La stabilité du Liban, otage des négociations

La stabilité du Liban, otage des négociations
  • La seule «stabilité» que les dirigeants israéliens souhaitent pour le Liban est la soumission totale aux critères de «coexistence» et de «bon voisinage» de Benjamin Netanyahou
  • Et les critères des États-Unis, qui ont le monopole de la médiation de la soi-disant paix au Moyen-Orient, ne sont pas très différents

Personne ne conteste le fait que la stabilité, telle que les Libanais la conçoivent et la souhaitent, n'est pas une priorité pour Israël. Cela a été démontré à maintes reprises dans le passé et c'est encore le cas aujourd'hui.

Pire encore, la seule «stabilité» que les dirigeants israéliens souhaitent pour le Liban est la soumission totale aux critères de «coexistence» et de «bon voisinage» de Benjamin Netanyahou. Et les critères des États-Unis, qui ont le monopole de la médiation de la soi-disant paix au Moyen-Orient, ne sont pas très différents.

== JEU DE DONNÉES ==
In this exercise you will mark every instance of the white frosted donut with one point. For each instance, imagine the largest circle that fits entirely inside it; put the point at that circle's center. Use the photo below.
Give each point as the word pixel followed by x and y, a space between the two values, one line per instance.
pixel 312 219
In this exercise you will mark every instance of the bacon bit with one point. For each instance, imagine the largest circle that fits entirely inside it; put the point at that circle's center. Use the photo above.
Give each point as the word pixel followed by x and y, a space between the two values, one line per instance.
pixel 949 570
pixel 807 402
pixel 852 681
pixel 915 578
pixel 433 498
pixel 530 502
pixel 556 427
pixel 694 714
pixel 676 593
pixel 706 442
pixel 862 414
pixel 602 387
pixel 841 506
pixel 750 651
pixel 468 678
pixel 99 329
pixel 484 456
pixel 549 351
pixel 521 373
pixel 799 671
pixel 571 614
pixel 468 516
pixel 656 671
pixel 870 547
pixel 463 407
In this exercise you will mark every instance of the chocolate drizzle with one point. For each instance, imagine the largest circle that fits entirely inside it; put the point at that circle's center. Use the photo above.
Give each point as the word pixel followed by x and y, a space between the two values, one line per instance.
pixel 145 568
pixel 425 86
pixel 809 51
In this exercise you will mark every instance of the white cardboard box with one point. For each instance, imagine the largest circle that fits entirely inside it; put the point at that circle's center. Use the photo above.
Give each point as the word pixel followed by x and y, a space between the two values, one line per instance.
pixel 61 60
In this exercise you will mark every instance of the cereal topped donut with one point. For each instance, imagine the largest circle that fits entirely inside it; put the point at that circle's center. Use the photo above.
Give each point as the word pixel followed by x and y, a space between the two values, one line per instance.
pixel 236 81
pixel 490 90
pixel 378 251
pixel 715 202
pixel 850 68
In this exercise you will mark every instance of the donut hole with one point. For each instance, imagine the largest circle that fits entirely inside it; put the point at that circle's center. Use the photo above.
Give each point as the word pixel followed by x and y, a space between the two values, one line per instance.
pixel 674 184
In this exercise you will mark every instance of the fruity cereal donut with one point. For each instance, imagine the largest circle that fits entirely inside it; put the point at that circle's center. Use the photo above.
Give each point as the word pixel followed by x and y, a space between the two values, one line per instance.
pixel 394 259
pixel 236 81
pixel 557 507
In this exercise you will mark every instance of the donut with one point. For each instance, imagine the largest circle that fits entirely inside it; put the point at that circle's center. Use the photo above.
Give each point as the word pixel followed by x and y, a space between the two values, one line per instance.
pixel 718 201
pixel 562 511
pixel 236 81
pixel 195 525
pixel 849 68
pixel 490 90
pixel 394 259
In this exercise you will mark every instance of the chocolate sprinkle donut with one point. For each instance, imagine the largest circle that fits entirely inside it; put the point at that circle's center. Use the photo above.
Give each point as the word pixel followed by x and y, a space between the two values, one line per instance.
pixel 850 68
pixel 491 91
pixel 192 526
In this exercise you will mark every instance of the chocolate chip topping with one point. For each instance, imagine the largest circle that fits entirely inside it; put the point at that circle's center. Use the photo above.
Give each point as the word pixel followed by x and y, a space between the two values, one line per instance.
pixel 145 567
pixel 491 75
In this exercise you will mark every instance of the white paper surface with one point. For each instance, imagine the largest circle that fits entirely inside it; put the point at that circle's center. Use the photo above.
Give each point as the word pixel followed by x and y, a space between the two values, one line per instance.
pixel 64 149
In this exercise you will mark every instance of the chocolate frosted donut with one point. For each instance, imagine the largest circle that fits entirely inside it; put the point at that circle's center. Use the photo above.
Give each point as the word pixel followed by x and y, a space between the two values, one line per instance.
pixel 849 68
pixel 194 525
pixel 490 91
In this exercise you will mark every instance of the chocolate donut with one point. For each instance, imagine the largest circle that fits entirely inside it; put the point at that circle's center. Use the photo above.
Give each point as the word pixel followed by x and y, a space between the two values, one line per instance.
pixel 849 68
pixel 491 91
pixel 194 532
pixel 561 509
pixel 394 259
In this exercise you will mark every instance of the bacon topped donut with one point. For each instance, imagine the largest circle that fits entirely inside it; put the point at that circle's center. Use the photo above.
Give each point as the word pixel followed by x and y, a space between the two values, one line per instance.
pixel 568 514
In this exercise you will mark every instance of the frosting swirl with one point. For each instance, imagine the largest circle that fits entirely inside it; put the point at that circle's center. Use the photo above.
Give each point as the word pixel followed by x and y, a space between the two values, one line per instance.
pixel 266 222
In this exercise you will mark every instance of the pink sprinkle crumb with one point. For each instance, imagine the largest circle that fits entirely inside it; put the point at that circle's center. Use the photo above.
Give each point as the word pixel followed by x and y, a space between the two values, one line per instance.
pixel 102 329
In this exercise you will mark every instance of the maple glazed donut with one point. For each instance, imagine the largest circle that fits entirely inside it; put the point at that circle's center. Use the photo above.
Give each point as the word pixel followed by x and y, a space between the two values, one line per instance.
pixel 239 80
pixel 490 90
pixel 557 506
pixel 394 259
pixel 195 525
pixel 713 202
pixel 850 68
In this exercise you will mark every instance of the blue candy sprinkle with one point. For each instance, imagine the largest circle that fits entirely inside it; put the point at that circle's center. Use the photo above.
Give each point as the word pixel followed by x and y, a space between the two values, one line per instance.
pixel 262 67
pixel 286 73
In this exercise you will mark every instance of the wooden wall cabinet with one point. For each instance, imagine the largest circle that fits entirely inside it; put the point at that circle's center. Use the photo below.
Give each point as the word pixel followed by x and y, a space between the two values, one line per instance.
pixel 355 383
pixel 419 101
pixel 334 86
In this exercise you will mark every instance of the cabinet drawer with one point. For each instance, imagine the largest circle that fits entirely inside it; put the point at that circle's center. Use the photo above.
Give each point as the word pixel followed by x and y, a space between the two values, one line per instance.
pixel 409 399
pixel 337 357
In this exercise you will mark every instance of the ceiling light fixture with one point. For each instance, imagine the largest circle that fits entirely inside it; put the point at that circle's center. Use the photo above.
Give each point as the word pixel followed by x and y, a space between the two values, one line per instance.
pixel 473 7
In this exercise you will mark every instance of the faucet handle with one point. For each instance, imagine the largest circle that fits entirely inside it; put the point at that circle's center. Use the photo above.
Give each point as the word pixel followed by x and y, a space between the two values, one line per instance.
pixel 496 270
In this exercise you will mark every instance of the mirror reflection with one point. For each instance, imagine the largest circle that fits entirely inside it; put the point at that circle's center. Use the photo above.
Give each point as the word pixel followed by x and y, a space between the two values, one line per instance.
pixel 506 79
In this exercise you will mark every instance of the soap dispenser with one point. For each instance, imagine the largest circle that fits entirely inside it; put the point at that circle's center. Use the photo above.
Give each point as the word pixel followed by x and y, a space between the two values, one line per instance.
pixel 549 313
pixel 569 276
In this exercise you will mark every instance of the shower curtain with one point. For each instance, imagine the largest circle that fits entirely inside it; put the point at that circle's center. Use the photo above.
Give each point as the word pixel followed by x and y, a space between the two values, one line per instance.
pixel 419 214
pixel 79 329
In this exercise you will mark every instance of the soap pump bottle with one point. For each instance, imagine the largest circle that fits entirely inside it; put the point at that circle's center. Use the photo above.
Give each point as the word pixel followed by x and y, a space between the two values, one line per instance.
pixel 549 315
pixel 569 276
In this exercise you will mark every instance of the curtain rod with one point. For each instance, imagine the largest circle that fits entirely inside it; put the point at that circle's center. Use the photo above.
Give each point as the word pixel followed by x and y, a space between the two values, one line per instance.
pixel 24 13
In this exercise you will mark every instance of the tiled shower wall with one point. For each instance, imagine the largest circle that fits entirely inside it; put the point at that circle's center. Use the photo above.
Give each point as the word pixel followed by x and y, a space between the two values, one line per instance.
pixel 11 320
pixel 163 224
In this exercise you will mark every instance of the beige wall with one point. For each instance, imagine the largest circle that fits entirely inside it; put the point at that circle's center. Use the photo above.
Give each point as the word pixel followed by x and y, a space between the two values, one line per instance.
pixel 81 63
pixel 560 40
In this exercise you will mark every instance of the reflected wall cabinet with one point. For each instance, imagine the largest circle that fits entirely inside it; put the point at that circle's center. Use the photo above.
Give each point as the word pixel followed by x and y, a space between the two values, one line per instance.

== TÂCHE COURTE 1 ==
Selon le texte sur la stabilité du Liban, pourquoi personne ne conteste-t-il que la stabilité telle que les Libanais la conçoivent n'est pas une priorité pour Israël ? Répondez en une à trois phrases.
== TÂCHE COURTE 2 ==
Donnez la suite du texte sur la stabilité du Liban, s'il vous plaît.

== RÉPONSE 1 ==
Personne ne le conteste parce que cela a été démontré à maintes reprises dans le passé et que c'est encore le cas aujourd'hui.

== RÉPONSE 2 ==
Le dernier veto américain sur Gaza au Conseil de sécurité de l'ONU – le premier depuis l'élection présidentielle américaine – ne laisse planer aucun doute sur le fait que Washington soit d'accord avec les dirigeants du Likoud sur ce qui constitue le droit d'Israël à l'autodéfense, même si cette prétendue défense implique de commettre des atrocités, de déplacer des millions de personnes, de modifier les cartes internationales et de détruire les derniers fragments de confiance dans la coexistence régionale.

Bien entendu, la série d'événements tragiques à Gaza se poursuit et il est plus probable qu'elle s'étende à l'est vers la Cisjordanie plutôt qu'elle ne s'arrête. Les belles paroles prononcées par les fonctionnaires de l'administration de Joe Biden en faveur de la paix n'y changent rien.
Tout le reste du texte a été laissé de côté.